§ DIRECTIONS FOR THIS TASK: Skip every line before the one containing "Locate the arched", then copy that line and the rest of the entries below exactly, through the last line.

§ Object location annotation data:
————————
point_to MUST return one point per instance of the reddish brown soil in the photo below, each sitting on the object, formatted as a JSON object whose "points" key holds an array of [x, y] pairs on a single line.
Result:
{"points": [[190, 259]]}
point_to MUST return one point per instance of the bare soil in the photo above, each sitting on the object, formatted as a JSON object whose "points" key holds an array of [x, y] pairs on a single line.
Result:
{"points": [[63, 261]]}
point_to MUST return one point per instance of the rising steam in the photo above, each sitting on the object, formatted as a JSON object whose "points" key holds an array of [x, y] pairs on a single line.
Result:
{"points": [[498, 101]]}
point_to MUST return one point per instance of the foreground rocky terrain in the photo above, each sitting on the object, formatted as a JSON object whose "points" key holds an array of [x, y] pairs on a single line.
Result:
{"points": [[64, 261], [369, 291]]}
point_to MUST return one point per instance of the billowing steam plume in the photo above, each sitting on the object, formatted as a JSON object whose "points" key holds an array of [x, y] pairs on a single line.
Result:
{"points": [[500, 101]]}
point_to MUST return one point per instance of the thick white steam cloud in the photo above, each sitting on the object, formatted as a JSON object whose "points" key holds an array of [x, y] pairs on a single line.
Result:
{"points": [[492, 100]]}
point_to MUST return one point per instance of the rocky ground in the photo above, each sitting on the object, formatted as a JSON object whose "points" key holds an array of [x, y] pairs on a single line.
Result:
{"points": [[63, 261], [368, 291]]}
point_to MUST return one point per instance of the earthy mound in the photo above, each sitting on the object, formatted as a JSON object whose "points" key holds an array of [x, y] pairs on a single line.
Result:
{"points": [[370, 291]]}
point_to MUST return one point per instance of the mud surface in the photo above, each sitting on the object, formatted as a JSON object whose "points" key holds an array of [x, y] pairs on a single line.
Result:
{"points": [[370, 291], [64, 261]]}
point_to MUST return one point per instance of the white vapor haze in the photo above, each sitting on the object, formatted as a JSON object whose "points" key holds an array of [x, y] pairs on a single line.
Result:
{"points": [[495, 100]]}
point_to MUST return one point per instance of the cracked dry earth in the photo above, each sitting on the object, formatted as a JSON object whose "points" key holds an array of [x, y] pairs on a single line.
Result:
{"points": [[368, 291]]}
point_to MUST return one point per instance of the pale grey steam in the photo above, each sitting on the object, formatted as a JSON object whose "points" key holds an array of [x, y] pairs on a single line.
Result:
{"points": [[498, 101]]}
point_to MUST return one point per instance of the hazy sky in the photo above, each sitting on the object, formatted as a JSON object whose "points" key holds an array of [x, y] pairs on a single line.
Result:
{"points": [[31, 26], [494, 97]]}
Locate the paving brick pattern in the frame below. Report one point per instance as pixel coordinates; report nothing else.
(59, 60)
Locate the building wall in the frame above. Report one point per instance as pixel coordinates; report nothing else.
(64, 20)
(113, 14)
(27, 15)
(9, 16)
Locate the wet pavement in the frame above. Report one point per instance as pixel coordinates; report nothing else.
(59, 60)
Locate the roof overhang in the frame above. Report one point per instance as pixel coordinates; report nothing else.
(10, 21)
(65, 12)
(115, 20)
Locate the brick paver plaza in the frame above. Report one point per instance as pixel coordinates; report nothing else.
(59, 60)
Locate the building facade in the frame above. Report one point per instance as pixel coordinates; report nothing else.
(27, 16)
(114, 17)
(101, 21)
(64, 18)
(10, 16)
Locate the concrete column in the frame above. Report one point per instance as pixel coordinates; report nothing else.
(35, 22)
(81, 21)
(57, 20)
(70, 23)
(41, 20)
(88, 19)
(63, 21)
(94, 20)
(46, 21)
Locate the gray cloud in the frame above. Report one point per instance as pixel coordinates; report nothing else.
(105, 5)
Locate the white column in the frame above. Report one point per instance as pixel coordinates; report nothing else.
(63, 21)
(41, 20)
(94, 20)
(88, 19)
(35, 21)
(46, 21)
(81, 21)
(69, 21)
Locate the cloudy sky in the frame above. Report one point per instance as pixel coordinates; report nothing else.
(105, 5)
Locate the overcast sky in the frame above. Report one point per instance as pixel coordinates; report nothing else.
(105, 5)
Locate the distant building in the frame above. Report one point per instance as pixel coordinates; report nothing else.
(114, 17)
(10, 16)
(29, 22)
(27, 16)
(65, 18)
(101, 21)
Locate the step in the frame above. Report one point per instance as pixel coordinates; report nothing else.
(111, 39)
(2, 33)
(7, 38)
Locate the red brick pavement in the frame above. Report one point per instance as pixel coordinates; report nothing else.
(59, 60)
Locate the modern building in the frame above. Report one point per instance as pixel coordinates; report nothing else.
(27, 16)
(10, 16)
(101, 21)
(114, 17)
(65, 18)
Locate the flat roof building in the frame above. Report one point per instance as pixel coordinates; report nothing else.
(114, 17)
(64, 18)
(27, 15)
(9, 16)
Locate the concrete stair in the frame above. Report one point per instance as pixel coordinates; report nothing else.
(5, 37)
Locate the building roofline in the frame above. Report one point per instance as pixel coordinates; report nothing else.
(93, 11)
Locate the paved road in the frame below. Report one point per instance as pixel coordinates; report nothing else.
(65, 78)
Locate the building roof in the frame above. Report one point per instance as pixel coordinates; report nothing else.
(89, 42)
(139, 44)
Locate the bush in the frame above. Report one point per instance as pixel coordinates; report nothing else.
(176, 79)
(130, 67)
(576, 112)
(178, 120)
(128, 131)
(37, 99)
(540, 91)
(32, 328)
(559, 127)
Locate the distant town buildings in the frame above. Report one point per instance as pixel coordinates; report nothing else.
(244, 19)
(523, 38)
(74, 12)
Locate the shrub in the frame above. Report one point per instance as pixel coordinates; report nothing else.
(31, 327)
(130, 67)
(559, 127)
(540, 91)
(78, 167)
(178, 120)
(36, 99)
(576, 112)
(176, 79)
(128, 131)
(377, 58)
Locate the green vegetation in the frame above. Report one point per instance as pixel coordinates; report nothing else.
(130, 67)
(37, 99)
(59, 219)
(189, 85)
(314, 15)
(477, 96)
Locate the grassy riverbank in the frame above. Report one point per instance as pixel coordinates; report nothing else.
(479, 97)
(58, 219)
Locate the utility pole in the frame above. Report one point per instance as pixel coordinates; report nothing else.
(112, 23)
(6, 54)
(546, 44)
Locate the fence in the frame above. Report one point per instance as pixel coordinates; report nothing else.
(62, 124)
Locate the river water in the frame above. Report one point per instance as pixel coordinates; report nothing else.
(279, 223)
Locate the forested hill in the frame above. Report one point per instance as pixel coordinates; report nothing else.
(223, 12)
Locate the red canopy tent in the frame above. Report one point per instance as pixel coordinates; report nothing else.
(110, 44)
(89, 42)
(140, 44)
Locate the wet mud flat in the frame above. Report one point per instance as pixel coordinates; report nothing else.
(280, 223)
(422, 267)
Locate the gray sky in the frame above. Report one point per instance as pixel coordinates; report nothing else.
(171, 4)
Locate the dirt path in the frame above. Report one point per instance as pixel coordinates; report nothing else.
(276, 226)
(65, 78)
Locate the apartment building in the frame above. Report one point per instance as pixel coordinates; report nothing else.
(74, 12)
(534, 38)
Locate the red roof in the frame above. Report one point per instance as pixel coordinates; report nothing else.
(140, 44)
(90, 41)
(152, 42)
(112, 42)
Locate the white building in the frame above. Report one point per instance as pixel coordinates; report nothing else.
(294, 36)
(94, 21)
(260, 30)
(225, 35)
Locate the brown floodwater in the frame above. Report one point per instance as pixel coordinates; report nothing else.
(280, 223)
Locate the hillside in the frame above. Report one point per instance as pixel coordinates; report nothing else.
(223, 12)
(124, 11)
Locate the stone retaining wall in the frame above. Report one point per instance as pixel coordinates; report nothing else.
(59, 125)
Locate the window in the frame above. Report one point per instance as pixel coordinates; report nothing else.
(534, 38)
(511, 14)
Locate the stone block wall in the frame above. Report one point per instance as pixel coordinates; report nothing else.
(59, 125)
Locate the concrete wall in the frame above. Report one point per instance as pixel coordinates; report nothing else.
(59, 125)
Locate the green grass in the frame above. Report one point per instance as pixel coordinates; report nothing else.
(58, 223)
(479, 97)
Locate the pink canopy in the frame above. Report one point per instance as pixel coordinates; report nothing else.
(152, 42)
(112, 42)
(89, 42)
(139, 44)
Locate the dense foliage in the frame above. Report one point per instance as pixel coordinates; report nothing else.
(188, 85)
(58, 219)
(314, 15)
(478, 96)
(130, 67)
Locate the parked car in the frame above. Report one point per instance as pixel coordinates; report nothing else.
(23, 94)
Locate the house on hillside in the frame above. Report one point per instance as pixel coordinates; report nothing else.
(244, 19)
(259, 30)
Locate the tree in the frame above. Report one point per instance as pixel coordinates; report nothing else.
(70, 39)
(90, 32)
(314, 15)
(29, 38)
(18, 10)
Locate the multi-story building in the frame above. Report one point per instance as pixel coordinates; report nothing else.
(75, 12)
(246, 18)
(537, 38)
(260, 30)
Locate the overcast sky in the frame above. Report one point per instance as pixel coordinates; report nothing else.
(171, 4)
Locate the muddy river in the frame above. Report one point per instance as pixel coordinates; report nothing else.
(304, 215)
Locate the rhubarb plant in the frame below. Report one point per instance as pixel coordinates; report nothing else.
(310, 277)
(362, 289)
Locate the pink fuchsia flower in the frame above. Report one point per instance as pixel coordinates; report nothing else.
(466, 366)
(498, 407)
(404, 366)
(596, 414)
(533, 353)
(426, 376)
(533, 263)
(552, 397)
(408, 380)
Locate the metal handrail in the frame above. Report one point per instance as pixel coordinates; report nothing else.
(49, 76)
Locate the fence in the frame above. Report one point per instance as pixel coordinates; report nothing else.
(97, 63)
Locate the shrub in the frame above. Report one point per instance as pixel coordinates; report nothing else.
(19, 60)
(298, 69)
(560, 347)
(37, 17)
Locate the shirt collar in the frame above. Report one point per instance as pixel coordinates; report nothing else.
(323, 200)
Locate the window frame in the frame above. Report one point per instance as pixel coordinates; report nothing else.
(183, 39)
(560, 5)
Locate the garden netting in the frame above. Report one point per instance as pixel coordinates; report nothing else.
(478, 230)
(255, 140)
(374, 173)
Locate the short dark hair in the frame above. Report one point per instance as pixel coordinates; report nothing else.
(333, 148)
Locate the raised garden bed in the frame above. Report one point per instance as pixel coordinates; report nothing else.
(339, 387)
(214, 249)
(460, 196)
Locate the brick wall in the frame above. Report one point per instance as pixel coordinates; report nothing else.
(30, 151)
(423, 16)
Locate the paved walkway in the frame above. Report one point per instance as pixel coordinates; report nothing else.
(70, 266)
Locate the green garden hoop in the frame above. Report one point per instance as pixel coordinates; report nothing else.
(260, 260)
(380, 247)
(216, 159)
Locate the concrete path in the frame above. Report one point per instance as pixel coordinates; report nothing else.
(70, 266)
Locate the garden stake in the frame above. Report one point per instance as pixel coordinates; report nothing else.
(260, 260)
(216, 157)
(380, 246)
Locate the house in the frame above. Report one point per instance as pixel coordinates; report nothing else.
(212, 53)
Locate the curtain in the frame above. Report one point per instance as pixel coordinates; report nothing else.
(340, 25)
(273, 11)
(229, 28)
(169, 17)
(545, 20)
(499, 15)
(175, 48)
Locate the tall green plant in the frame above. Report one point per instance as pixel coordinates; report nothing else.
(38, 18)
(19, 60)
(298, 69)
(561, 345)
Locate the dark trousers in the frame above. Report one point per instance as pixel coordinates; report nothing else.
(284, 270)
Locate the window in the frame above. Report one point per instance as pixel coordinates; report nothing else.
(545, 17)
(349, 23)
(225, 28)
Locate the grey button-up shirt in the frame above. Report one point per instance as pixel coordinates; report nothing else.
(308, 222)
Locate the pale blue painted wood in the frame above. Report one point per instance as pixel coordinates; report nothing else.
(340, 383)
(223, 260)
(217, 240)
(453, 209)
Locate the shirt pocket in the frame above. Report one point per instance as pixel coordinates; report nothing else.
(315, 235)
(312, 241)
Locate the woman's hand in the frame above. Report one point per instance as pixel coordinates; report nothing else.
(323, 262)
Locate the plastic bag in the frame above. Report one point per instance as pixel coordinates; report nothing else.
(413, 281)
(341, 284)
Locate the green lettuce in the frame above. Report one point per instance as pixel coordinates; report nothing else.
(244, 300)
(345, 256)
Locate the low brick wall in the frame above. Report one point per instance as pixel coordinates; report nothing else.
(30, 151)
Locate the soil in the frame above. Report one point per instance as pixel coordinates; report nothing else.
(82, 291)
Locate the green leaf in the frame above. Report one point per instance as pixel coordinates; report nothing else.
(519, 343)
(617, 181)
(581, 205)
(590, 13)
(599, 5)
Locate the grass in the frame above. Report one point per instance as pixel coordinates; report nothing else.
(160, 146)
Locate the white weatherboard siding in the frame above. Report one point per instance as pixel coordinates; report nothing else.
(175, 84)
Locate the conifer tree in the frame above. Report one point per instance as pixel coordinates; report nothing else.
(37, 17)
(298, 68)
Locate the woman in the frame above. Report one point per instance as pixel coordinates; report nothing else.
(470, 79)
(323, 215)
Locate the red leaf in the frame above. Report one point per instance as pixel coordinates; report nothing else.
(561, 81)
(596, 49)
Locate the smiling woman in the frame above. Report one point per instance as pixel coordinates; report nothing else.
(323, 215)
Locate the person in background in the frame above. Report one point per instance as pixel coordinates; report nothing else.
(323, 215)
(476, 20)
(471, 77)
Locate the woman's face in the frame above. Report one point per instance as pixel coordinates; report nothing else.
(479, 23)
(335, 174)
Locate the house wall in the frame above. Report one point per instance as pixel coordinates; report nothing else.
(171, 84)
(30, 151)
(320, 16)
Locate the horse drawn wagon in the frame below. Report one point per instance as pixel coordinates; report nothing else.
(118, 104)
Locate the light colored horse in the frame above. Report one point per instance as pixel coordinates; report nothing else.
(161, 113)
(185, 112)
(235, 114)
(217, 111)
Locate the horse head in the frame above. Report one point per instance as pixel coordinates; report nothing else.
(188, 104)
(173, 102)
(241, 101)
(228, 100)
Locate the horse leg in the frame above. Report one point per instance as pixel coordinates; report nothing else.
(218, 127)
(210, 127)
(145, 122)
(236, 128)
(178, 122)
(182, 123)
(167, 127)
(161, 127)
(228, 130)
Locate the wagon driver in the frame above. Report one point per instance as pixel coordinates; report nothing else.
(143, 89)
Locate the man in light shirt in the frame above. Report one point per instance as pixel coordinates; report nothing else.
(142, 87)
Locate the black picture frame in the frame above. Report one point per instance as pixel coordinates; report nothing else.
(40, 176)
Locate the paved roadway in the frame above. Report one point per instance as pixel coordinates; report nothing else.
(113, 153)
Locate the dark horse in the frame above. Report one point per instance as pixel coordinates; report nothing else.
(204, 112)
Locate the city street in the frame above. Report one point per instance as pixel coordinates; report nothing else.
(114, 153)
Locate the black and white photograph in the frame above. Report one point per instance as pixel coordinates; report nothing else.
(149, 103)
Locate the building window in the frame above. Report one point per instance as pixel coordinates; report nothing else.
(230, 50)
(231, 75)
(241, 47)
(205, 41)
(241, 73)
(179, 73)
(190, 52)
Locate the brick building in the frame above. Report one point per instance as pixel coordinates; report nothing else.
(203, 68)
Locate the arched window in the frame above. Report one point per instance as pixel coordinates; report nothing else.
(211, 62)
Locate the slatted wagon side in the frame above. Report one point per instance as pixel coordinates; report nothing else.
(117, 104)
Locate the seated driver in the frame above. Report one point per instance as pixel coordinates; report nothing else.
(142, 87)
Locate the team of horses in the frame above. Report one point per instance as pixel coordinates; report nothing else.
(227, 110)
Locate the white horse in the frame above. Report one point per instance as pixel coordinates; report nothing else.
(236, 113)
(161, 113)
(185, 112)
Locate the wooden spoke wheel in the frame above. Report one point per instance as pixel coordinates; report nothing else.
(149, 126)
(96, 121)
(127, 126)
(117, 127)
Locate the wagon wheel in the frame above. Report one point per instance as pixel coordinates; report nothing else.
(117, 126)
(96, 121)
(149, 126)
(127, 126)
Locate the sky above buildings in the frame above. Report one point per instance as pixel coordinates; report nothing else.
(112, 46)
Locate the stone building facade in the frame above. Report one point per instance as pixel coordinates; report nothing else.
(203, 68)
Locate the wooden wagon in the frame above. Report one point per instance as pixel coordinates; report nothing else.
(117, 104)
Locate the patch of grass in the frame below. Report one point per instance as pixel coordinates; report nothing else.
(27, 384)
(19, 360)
————————
§ THE OUTPUT:
Locate the arched window in the frame above. Report one point per instance as pixel coordinates; report nothing else.
(211, 62)
Locate the slatted wagon side in the frame above. Report one point per instance as pixel coordinates; report nothing else.
(117, 104)
Locate the seated driver in the frame above. Report one point per instance as pixel coordinates; report nothing else.
(142, 87)
Locate the team of horses in the frame above. Report one point per instance as pixel coordinates; report nothing else.
(227, 110)
Locate the white horse in the frame above. Report one point per instance as pixel coordinates; report nothing else.
(236, 113)
(161, 113)
(185, 112)
Locate the wooden spoke wheel in the frame above. Report one point per instance as pixel coordinates; report nothing else.
(149, 126)
(96, 121)
(127, 126)
(117, 127)
Locate the wagon wheel in the frame above. Report one point per instance as pixel coordinates; report nothing else.
(117, 126)
(96, 121)
(149, 126)
(127, 126)
Locate the sky above buildings in the frame above. Report one point per instance as pixel coordinates; report nothing else.
(112, 46)
Locate the stone building facade in the frame above. Report one point per instance as pixel coordinates; report nothing else.
(203, 68)
Locate the wooden wagon in the frame above. Report one point per instance as pixel coordinates; report nothing else.
(117, 104)
Locate the patch of grass in the frame below. Report one point per instance as pixel coordinates; report nothing else.
(27, 384)
(19, 360)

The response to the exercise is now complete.